:: SUPPLIED RECORDS

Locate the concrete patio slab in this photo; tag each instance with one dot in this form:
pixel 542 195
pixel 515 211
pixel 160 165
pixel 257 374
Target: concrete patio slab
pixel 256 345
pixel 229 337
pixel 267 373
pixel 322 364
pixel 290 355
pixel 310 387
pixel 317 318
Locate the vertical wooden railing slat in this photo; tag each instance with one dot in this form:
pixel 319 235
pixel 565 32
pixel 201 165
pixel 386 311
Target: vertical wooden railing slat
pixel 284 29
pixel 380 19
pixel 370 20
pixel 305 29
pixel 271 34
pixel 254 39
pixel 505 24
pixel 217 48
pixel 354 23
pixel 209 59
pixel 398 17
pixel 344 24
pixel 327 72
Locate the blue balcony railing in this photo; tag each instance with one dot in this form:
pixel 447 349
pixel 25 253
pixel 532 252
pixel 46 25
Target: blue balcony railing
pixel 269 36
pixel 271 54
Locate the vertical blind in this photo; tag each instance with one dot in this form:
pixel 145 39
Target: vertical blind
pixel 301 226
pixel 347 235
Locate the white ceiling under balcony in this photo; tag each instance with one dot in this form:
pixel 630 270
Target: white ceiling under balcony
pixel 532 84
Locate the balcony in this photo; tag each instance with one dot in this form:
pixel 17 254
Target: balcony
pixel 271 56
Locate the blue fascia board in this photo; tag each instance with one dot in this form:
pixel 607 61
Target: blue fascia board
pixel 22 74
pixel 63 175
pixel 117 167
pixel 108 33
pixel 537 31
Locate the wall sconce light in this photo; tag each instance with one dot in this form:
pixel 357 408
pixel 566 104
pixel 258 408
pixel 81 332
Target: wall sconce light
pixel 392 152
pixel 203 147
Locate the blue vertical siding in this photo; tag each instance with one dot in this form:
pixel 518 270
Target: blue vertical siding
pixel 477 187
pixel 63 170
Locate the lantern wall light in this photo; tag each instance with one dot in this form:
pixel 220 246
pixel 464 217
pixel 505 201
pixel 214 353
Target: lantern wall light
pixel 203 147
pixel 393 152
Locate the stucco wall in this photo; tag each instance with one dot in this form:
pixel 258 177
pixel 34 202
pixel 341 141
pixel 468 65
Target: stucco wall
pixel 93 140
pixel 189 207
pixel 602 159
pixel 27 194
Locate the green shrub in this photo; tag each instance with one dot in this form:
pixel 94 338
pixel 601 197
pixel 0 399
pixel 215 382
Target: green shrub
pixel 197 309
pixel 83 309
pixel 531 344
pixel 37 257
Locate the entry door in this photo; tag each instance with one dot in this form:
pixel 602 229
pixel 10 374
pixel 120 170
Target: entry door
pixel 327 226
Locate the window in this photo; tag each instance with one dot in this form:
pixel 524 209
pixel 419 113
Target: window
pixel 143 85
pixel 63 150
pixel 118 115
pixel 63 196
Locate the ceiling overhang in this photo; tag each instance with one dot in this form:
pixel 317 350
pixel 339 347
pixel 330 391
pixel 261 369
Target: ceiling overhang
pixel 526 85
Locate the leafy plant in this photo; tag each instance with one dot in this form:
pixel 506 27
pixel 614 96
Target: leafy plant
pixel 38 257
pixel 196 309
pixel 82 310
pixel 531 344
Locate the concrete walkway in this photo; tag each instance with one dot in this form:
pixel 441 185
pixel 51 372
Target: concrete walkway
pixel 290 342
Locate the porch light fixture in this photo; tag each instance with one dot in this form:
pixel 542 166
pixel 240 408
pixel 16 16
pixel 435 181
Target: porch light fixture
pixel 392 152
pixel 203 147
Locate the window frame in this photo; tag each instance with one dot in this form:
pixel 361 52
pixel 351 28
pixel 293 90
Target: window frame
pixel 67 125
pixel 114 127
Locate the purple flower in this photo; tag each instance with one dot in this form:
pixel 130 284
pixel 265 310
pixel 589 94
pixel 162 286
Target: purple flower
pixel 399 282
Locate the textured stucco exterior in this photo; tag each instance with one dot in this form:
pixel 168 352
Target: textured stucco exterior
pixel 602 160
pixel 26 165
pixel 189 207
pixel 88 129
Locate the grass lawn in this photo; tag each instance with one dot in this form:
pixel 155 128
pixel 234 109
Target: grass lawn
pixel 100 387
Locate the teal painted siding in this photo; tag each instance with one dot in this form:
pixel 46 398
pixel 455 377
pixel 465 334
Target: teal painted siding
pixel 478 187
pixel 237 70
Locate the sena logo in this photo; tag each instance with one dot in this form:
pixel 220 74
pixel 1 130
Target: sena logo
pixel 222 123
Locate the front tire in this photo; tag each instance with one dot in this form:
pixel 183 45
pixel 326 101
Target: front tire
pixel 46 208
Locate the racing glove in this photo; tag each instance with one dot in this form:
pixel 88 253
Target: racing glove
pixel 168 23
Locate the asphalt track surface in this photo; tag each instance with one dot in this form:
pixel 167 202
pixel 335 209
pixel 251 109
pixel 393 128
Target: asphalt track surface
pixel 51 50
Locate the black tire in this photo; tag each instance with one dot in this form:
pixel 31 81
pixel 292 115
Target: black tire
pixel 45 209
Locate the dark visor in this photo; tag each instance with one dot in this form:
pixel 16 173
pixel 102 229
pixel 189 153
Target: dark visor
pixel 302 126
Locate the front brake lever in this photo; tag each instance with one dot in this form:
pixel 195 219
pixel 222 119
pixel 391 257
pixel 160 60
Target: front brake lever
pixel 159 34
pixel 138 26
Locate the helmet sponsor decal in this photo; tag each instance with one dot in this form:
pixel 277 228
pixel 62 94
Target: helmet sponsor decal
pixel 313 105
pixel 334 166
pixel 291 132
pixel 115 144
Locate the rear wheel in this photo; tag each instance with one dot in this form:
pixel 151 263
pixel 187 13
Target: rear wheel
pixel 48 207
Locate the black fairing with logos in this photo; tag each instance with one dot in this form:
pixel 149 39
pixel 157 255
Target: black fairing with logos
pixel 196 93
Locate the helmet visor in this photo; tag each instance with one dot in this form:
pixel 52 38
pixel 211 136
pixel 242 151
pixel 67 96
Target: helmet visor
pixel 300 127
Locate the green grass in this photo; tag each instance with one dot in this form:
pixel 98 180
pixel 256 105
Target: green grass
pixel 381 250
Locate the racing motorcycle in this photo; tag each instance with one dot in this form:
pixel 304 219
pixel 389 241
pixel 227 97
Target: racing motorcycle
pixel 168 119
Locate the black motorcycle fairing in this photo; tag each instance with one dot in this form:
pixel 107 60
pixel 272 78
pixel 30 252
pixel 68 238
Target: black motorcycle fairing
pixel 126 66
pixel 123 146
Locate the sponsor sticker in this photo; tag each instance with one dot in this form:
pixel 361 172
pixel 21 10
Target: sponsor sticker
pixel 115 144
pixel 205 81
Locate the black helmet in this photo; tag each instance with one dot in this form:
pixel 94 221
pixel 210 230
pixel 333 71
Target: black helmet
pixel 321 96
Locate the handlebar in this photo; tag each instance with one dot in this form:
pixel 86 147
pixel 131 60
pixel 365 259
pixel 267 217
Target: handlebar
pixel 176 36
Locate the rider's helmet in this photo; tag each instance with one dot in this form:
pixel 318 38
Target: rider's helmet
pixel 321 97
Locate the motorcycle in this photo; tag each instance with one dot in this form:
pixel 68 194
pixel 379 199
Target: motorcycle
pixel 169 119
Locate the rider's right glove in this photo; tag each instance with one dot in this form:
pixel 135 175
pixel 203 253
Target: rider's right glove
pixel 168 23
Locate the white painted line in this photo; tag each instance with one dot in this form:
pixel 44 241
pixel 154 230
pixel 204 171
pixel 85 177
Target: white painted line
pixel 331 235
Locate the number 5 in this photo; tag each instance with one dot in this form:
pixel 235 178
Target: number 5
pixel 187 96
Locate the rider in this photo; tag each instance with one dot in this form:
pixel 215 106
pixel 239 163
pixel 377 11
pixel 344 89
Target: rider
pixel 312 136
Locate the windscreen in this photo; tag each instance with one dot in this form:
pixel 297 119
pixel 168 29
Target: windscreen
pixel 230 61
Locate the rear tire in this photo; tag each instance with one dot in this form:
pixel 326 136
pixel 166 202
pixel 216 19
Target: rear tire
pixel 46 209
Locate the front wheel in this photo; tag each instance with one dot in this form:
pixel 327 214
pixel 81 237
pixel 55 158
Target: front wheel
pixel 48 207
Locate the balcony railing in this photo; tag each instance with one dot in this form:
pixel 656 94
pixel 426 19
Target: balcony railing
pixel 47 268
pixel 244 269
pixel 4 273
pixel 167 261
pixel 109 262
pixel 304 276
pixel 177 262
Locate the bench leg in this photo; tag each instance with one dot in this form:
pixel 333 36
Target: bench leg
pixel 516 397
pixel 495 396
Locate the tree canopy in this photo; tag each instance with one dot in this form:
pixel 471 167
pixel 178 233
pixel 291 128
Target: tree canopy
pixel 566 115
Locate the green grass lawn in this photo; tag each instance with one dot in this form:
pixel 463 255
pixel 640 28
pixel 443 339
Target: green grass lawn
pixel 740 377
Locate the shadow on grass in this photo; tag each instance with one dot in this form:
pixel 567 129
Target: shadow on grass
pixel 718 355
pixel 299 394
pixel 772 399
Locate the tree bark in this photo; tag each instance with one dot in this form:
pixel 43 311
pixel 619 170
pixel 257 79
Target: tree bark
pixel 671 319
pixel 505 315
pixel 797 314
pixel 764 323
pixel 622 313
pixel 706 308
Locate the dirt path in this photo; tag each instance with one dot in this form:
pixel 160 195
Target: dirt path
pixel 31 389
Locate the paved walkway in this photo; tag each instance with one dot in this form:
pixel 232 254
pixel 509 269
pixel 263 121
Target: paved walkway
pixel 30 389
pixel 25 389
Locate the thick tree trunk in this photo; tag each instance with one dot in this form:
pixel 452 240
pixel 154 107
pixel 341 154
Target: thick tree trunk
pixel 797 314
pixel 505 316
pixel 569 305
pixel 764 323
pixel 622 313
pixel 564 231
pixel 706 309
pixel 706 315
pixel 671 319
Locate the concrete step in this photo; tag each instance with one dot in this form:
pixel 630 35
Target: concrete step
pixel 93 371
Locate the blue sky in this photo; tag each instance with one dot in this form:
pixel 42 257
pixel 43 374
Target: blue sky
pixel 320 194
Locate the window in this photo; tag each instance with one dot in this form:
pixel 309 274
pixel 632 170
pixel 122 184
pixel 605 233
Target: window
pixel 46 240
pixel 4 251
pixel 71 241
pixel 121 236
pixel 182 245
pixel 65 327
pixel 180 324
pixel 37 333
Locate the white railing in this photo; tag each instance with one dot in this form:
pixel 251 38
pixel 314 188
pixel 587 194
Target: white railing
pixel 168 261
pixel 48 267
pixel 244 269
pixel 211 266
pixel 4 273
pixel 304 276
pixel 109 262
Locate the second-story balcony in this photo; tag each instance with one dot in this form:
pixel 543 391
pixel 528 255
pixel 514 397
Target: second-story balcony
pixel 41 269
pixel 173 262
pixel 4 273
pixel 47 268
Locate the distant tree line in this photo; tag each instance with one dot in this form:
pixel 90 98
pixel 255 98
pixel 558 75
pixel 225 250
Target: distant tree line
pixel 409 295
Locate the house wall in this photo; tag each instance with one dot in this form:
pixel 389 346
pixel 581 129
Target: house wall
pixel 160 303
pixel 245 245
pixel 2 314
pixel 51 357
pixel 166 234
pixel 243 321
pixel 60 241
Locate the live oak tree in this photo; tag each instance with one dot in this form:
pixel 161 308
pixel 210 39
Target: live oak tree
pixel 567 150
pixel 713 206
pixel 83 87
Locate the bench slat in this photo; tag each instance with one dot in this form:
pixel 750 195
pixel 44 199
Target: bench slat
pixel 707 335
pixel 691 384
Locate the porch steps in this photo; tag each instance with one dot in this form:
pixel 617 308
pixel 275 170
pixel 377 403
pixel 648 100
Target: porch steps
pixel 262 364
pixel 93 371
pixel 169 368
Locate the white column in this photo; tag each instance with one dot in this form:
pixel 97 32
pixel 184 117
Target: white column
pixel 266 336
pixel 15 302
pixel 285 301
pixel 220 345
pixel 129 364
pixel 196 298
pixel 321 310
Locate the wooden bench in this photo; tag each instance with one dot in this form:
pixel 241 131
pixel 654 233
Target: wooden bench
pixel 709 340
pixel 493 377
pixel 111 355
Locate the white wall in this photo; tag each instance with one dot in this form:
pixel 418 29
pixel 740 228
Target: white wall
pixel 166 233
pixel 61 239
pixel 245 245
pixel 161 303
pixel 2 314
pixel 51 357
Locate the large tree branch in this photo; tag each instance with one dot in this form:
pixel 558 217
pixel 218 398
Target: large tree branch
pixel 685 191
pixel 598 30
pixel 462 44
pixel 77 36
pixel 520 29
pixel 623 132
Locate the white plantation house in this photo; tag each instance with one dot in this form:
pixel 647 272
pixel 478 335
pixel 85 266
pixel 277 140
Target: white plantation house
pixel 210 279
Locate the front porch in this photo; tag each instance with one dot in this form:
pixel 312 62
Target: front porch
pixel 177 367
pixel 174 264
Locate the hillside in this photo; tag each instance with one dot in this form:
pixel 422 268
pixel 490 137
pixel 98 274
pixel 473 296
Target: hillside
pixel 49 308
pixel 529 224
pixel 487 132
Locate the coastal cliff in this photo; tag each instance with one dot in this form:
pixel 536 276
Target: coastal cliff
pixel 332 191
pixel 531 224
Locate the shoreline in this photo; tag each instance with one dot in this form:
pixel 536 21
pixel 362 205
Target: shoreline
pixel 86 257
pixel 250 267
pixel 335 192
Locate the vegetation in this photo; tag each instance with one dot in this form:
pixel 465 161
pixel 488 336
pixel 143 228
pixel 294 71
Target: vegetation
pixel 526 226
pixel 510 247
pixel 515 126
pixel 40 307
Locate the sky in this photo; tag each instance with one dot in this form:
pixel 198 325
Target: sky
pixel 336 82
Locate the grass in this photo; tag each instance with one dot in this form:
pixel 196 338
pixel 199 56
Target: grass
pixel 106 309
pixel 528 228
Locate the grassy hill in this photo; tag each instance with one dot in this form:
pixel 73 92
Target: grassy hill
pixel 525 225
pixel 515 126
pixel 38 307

::::

■ GIVEN INSTRUCTION
Write out the material above, from its very first line down to and including the line that contains "pixel 317 318", reproducing every line without any change.

■ REPLY TO THE TASK
Locate the concrete patio slab in this photo; tag each instance with one dot in this form:
pixel 542 195
pixel 515 211
pixel 160 165
pixel 257 374
Target: concrete patio slab
pixel 256 345
pixel 229 337
pixel 267 373
pixel 322 364
pixel 290 355
pixel 310 387
pixel 317 318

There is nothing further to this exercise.